** start **

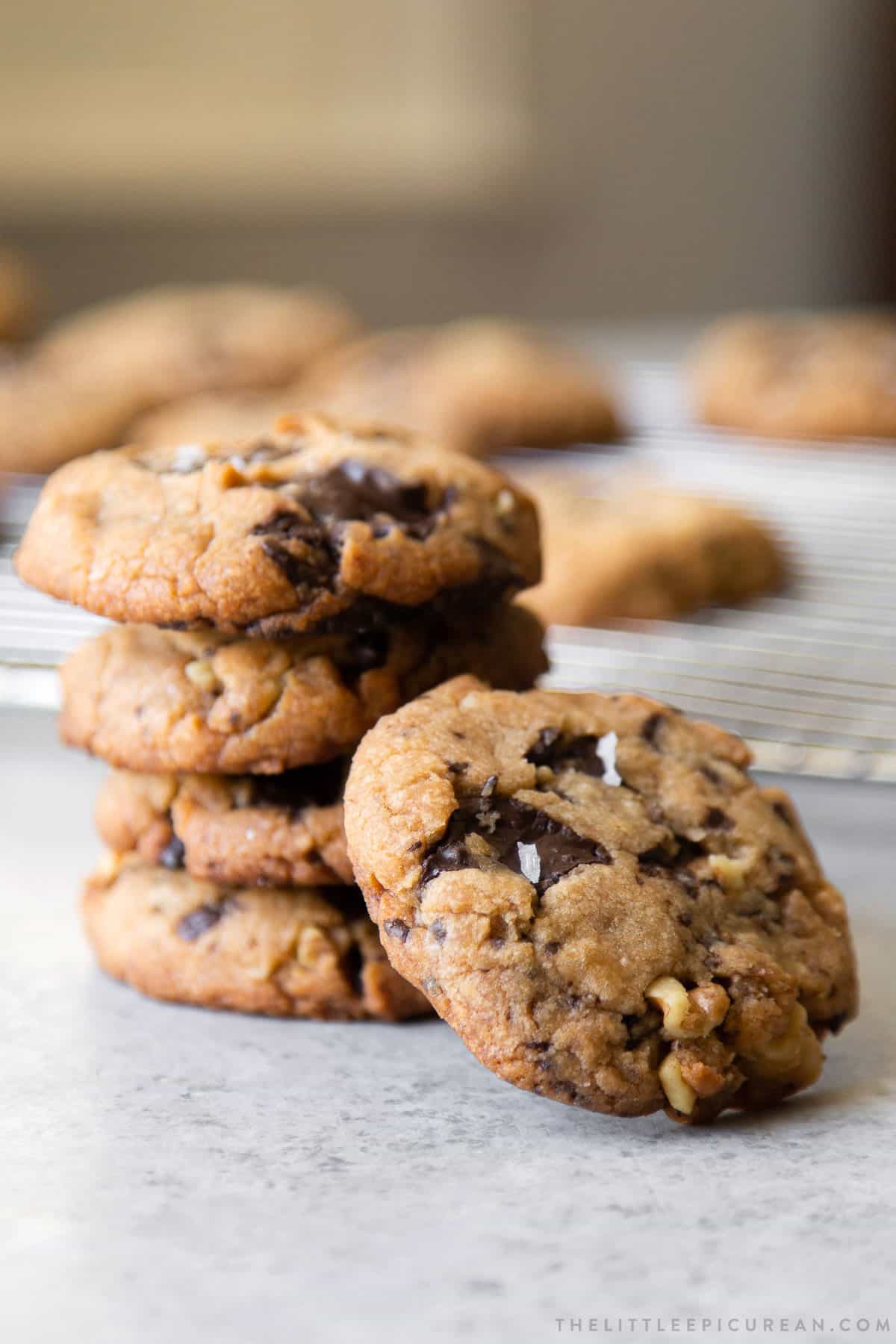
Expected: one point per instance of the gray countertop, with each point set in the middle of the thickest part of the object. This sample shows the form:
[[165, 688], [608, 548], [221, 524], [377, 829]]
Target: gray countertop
[[181, 1175]]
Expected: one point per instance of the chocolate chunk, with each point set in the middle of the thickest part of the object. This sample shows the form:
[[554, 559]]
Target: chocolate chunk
[[300, 547], [307, 786], [359, 492], [438, 930], [200, 920], [524, 839], [172, 856], [307, 544], [558, 753]]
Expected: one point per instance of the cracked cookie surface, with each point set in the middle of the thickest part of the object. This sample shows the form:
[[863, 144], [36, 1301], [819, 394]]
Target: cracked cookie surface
[[290, 531], [167, 700], [822, 376], [598, 898], [287, 953], [647, 553], [267, 830]]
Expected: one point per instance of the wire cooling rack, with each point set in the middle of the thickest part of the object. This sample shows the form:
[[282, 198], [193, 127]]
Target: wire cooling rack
[[808, 676]]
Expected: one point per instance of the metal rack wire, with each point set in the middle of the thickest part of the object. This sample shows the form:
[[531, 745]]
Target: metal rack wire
[[808, 676]]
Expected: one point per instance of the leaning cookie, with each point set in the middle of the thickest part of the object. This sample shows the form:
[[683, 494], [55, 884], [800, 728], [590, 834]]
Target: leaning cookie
[[269, 830], [168, 700], [822, 376], [480, 386], [598, 898], [300, 527], [644, 551], [292, 953]]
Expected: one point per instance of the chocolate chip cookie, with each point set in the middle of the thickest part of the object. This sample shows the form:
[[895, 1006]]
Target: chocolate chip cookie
[[300, 953], [642, 551], [479, 386], [296, 529], [168, 700], [600, 900], [82, 386], [822, 376], [265, 830]]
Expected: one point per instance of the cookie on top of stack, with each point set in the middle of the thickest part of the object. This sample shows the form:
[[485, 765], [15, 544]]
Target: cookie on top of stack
[[274, 604]]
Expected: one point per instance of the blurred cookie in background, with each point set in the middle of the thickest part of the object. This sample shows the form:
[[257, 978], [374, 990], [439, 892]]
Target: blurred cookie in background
[[821, 376], [647, 553], [211, 418], [85, 383], [19, 296], [480, 386]]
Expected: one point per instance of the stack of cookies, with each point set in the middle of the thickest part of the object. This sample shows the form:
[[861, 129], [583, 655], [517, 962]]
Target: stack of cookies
[[274, 605]]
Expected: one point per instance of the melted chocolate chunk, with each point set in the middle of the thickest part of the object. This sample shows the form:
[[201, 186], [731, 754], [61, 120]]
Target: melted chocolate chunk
[[200, 920], [307, 544], [356, 491], [172, 856], [558, 753], [438, 930], [307, 786], [301, 549], [524, 839], [662, 862]]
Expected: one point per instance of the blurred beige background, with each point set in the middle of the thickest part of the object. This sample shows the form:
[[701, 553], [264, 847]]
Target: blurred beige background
[[563, 159]]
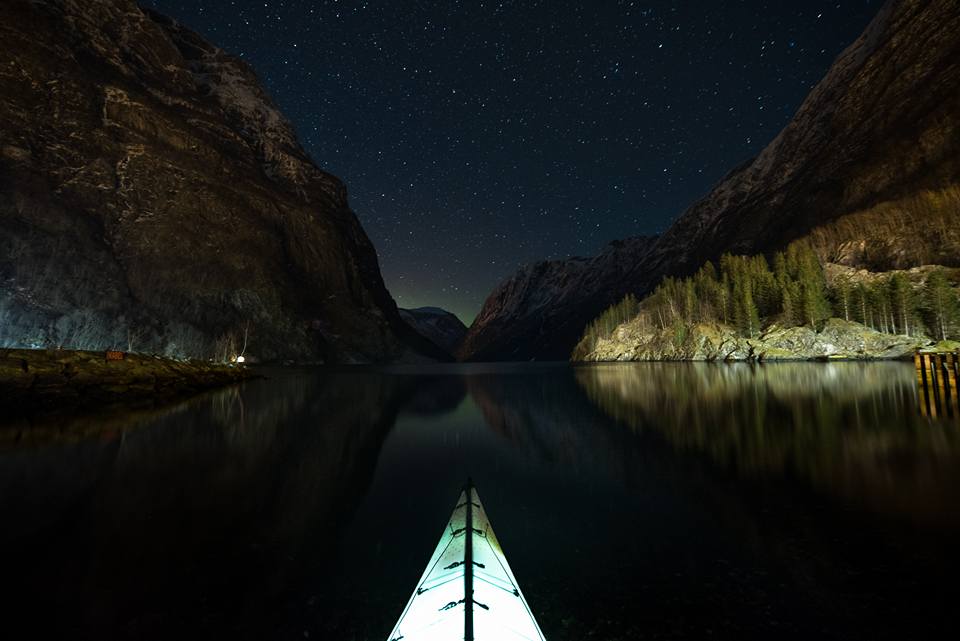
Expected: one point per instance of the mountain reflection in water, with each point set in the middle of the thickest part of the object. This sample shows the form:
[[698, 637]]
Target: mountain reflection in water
[[633, 501], [850, 429]]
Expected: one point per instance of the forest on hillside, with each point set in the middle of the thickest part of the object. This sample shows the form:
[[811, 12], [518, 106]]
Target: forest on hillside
[[749, 294]]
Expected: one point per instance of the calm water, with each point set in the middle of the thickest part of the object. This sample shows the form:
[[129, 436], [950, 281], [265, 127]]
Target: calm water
[[642, 501]]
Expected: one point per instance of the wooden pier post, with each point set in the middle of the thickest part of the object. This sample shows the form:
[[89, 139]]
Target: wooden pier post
[[922, 397], [952, 400]]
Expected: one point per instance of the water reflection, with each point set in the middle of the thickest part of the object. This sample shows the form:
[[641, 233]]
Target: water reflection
[[633, 501], [849, 429], [211, 511]]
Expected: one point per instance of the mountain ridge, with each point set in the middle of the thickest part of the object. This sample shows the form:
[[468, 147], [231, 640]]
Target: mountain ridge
[[881, 127], [152, 196]]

** end **

Work to complete:
Write out all the entries word for word, but skip any images.

Reply:
Expected: one point per instance of the gray countertop, with each point set in the middle of the thickest part of the object. This sample shows the form:
[[165, 688], [608, 548], [221, 524], [377, 829]]
Target: gray countertop
[[181, 1175]]
Expected: one point per instance of the chocolate chunk, with each point set in the middle of the thickest part of the object. This sample shows the form:
[[554, 559]]
Target: chocolate chunk
[[300, 547], [307, 786], [359, 492], [438, 930], [200, 920], [524, 839], [172, 856], [307, 544], [558, 753]]
Expected: one point per instance of the cracked cookie surface, with each point set in the middle of the thickest part of the object. This sample shows the form:
[[863, 144], [36, 1301], [819, 394]]
Target: cracked cookie surface
[[290, 531], [167, 700], [822, 376], [598, 898], [287, 953], [647, 553], [267, 830]]
Expected: one point per instance of the wire cooling rack, with each point set in the middle of the thickest part of the object. This sample shows the form:
[[282, 198], [193, 127]]
Target: wire cooling rack
[[808, 676]]
Expected: one point per instance of the metal rack wire, with each point set in the middle of the thickest part of the object. This sample shows the form:
[[531, 745]]
Target: metal rack wire
[[808, 676]]
Expected: one point per instance of the leaning cookie, with each point set in the middle of the thickest part of the object. This sample shows the form:
[[683, 494], [55, 884], [800, 728], [590, 834]]
Target: leaning cookie
[[269, 830], [168, 700], [822, 376], [480, 386], [598, 898], [300, 527], [644, 551], [292, 953]]
Expected: one point per instance of the chocolate chip cookie, with each point set in the middle of the thickest part of the object. This sample shows the form:
[[895, 1006]]
Target: chocolate chip cookie
[[300, 953], [642, 551], [479, 386], [296, 529], [168, 700], [600, 900], [82, 386], [822, 376], [265, 830]]
Expected: one point per instance of the cookie on top of stack, with each point set in the middle of the thickest part of the object. This sample shows the form:
[[485, 765], [15, 544]]
Target: cookie on top of stack
[[274, 604]]
Expected: one point per instance of the blurred cookie in background, with each point set in the middle of the thickest part of the object. This sample shows the form:
[[257, 978], [374, 990], [439, 892]]
Target: blurred cookie in background
[[821, 376], [647, 553], [211, 418], [85, 383], [19, 296], [480, 386]]
Expected: one point per instance of the stack of cookies, with each point set in the middle of the thickest part of the object. This sample shows the form:
[[861, 129], [583, 655], [517, 962]]
Target: stack of cookies
[[274, 605]]
Expected: one point per instance of the melted chocolate chunk, with each point set in the middle of the thickest part of the object. This sample shows the form:
[[201, 186], [731, 754], [61, 120]]
Target: melted chocolate chunk
[[200, 920], [307, 544], [356, 491], [172, 856], [558, 753], [438, 930], [307, 786], [301, 549], [524, 839], [662, 862]]
Expected: one point per instance of the blurred beige background, with each point set in the middle of the thickest part of the object. This sample shows the form:
[[701, 553], [264, 847]]
Target: blurred beige background
[[563, 159]]
Expected: one point per instance of the mountain reflection in water, with each point set in the middle of the thickest part of the object. This sample shows the form:
[[698, 637]]
Target: mountain reflection in water
[[633, 501], [850, 429]]
Expected: one point per instance of the forest on hillside, with each point set in the middle of the thickest part of the object. This sample shows the form:
[[811, 12], [518, 106]]
Target: forest on hillside
[[749, 294]]
Expected: one point per instance of the calm water, with each point set in the middle of the thickest part of the object. This sample shows the form:
[[129, 436], [950, 281], [265, 127]]
Target: calm water
[[642, 501]]
Expected: one point per instance of the wooden pier post, with each point set in the middle of the thickest part of the object. This sample shows the form:
[[89, 139]]
Target: wooden pier post
[[922, 397], [952, 400]]
Expected: one point per instance of the water reflection, with each point set in the middle of the thickest part of the object. This sample shows the form:
[[641, 233]]
Target: water reflection
[[633, 501], [849, 429], [211, 511]]
Expected: one point per instance of the mountain ridge, with each point set in the middle of the thickest part of the object. This sample shows the form:
[[468, 147], [231, 640]]
Target: mountain ridge
[[881, 127], [152, 196]]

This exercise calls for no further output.